-------- Input
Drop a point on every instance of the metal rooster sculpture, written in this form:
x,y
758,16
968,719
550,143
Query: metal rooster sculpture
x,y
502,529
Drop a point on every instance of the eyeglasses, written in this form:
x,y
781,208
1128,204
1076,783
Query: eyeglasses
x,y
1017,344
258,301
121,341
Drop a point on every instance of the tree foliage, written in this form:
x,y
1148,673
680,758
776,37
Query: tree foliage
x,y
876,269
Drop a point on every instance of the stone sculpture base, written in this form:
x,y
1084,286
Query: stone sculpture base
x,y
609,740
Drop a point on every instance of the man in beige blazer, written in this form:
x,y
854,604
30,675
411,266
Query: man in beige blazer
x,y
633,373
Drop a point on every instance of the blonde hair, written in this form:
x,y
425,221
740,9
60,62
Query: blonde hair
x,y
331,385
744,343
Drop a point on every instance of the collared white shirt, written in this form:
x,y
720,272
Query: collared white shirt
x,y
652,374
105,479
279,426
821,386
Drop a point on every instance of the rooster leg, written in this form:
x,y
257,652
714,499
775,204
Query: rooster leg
----------------
Work to complete: Only lines that contain "form" are needed, so copy each of them from the data.

Response:
Drop a point on every instance of the metal rooster sculpture, written in this form:
Drop a point on every instance of the eyeglasses, written in this form:
Drop a point on every instance of the tree foliage, written in this form:
Drop a point on every instance of the stone sculpture base, written in this form:
Drop a point on every instance of the man in beige blazer, written in this form:
Drop a point on every instance of the blonde hair, written in this form:
Drop a point on every instance of the collared white shirt, written in this form:
Drop a point on every instance of the rooster leg, written in this form:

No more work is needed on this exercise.